__Stated problem 1__.
Answer these questions on the Doohan passage:
(a) How many different accents did Doohan try when he auditioned?
(b) After how many seasons did NBC cancel the series?
(c) In what year did Doohan complain to his dentist about being typecast?

The Canadian-born Doohan was enjoying a busy career as a character actor when he auditioned for a role as an engineer in a new space adventure on NBC in 1966. A master of dialects from his early years in radio, he tried seven different accents.

”The producers asked me which one I preferred,” Doohan recalled 30 years later. ”I believed the Scot voice was the most commanding. So I told them, ‘If this character is going to be an engineer, you’d better make him a Scotsman.”’

The series, which starred William Shatner as Captain James T Kirk and Leonard Nimoy as the enigmatic Mr Spock, attracted an enthusiastic following of science-fiction fans, especially among teenagers and children, but not enough ratings power. NBC cancelled it after three seasons.

When the series ended in 1969, Doohan found himself typecast as Montgomery Scott, the canny engineer with a burr in his voice.

He appeared in Star Trek: The Motion Picture in 1979, one of six films to feature the original Enterprise cast, and made guest appearances in later Star Trek series.

Doohan was also a linguist and wrote the Vulcan and Klingon dialogue heard in Star Trek: The Motion Picture.

In August last year, Doohan received a star on the Hollywood Walk of Fame.

In 1973, he complained about being typecast to his dentist, who advised him: ”Jimmy, you’re going to be Scotty long after you’re dead. If I were you, I’d go with the flow.”

”I took his advice,” said Doohan later, ”and since then everything’s been just lovely.”

__Provided data__.

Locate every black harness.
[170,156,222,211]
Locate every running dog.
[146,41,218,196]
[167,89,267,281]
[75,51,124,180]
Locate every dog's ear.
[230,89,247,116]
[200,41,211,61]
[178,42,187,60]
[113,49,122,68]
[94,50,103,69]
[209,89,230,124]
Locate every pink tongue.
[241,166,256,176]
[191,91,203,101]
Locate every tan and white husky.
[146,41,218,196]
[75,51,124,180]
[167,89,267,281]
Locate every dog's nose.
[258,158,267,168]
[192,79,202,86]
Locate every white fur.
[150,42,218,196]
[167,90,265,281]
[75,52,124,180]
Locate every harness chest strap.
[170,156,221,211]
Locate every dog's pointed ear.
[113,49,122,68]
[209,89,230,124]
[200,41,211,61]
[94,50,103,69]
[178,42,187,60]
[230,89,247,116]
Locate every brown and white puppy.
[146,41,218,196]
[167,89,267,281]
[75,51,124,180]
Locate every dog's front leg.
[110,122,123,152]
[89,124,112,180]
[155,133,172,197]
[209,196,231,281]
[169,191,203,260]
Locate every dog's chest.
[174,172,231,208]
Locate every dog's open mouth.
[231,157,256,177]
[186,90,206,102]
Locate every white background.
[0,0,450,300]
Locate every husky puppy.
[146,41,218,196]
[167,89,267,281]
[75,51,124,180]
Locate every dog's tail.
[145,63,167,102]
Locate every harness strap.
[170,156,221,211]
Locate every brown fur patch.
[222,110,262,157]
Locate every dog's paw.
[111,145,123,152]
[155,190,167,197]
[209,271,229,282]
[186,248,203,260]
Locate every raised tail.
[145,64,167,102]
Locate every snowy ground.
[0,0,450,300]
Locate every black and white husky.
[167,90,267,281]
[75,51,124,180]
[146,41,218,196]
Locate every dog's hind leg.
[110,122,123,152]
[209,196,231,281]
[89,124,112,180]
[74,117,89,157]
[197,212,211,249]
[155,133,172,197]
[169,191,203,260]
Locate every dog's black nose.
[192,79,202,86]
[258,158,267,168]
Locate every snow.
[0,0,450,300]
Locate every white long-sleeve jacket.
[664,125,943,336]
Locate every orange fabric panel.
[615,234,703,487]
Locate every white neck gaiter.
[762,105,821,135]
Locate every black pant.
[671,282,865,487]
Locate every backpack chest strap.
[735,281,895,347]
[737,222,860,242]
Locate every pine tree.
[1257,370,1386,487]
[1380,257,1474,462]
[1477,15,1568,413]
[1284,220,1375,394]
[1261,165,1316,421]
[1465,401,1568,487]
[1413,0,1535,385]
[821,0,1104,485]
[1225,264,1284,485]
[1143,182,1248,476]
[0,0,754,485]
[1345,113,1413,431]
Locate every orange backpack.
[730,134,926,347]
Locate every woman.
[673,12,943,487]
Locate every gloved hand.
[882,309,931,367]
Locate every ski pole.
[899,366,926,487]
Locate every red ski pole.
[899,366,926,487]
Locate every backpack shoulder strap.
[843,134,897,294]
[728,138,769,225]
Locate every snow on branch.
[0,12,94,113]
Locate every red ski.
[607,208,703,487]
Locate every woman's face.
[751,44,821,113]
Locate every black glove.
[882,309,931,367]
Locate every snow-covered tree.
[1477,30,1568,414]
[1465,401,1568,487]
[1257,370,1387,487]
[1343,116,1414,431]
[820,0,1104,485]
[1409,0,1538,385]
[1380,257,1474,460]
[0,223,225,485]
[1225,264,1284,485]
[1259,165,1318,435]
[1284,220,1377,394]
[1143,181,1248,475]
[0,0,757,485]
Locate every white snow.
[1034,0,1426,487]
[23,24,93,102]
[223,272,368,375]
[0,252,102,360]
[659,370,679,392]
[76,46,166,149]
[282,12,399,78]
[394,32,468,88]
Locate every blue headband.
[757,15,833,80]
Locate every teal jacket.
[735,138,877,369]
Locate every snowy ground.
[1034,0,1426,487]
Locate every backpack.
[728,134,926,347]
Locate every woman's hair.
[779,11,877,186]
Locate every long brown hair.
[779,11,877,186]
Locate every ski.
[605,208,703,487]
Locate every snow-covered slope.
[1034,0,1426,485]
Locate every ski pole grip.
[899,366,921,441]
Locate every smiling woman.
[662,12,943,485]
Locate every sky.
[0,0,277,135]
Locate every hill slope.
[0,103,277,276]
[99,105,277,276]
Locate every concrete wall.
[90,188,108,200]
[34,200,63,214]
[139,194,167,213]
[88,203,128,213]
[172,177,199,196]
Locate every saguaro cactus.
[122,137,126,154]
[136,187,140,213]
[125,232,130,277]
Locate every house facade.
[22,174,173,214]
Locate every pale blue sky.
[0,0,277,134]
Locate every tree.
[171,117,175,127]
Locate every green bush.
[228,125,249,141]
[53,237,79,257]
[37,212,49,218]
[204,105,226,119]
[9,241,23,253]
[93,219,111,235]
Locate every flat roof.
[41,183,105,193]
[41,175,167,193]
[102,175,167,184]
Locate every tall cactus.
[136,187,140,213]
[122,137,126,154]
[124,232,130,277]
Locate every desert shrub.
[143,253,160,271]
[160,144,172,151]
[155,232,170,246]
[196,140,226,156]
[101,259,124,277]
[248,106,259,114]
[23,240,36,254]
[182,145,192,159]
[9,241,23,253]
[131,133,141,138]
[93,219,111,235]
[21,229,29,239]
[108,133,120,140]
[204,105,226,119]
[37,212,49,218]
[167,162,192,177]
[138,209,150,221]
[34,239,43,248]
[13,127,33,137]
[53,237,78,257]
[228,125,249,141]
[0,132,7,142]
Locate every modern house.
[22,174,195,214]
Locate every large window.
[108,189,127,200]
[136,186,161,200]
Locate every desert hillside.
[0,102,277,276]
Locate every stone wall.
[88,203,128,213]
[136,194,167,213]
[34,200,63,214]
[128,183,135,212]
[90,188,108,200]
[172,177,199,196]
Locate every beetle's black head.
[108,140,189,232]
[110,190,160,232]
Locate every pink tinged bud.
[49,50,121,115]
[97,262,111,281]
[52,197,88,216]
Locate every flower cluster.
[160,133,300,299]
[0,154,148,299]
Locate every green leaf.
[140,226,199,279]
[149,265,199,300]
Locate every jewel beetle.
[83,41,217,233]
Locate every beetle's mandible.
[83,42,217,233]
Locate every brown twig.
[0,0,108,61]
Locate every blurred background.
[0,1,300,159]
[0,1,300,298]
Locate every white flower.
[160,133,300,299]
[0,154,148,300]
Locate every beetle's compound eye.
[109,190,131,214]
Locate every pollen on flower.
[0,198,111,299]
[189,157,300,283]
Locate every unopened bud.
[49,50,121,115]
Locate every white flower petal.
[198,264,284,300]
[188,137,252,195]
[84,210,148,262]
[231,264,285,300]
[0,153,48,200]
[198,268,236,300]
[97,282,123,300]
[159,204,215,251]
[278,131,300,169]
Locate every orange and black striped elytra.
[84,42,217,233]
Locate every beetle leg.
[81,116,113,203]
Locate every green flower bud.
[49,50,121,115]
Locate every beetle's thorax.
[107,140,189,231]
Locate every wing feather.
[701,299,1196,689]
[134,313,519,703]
==
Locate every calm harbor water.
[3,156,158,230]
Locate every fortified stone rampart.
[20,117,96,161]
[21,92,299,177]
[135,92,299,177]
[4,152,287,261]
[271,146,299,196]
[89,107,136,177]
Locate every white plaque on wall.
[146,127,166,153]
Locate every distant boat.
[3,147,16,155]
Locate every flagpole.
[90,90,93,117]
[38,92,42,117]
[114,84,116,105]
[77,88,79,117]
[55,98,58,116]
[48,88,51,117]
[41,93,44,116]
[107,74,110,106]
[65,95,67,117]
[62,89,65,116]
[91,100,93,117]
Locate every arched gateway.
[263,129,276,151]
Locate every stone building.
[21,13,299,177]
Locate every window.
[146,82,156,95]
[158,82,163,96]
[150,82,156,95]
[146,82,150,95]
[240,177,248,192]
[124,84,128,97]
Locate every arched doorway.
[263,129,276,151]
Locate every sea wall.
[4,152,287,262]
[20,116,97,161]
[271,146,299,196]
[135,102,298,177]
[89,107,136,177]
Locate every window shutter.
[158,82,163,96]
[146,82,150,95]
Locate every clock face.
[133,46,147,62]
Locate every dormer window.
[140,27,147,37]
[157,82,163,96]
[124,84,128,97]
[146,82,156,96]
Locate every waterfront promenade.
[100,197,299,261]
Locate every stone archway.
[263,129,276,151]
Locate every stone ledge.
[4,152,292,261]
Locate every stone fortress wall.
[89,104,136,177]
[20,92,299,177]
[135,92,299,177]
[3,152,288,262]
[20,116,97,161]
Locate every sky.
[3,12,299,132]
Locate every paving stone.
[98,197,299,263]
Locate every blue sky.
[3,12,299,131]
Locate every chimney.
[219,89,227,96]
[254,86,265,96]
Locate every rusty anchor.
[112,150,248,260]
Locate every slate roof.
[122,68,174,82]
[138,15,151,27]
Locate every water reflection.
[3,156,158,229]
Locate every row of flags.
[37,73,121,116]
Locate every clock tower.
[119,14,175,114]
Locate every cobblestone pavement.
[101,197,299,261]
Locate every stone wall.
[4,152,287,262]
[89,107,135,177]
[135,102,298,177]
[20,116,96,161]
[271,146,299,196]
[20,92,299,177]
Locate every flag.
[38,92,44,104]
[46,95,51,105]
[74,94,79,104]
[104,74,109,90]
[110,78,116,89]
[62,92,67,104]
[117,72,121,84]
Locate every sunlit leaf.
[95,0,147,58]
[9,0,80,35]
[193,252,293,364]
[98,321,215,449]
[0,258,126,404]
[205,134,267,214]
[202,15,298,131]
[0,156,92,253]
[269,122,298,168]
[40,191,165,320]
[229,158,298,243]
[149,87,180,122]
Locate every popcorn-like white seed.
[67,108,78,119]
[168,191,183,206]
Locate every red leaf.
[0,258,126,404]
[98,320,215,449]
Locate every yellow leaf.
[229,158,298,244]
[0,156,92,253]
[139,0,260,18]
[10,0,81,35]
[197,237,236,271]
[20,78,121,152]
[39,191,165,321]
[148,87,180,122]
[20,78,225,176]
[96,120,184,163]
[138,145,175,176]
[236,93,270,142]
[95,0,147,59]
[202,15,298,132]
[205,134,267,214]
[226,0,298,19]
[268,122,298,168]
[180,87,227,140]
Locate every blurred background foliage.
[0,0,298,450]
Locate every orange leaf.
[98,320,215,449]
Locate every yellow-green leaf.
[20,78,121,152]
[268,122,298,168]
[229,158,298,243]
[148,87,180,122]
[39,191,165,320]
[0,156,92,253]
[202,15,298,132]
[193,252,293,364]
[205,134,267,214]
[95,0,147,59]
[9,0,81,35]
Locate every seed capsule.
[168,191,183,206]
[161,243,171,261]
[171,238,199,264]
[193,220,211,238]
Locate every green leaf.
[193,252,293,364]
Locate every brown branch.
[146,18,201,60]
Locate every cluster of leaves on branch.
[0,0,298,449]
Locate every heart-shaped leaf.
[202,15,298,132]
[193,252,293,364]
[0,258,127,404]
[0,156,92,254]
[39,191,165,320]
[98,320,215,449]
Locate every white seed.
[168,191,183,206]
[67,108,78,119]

__Stated problem 2__. Lay out the rows as a two-column CSV headed request and reply. Begin at the line that has "Locate every gloved hand." and stop after the line that has "[0,12,94,113]". Give one CSV line per row, with its text in the first field and its answer in the second. Quote each field and turn line breaks into spaces.

__Written solution 1__.
(a) Seven.
(b) Three.
(c) 1973.

__Written solution 2__.
request,reply
"Locate every gloved hand.","[882,309,931,367]"
"Locate every ski pole.","[899,366,926,487]"
"Locate every red ski pole.","[899,366,926,487]"
"Locate every backpack shoulder strap.","[843,134,897,294] [728,138,769,225]"
"Locate every snow on branch.","[0,12,94,113]"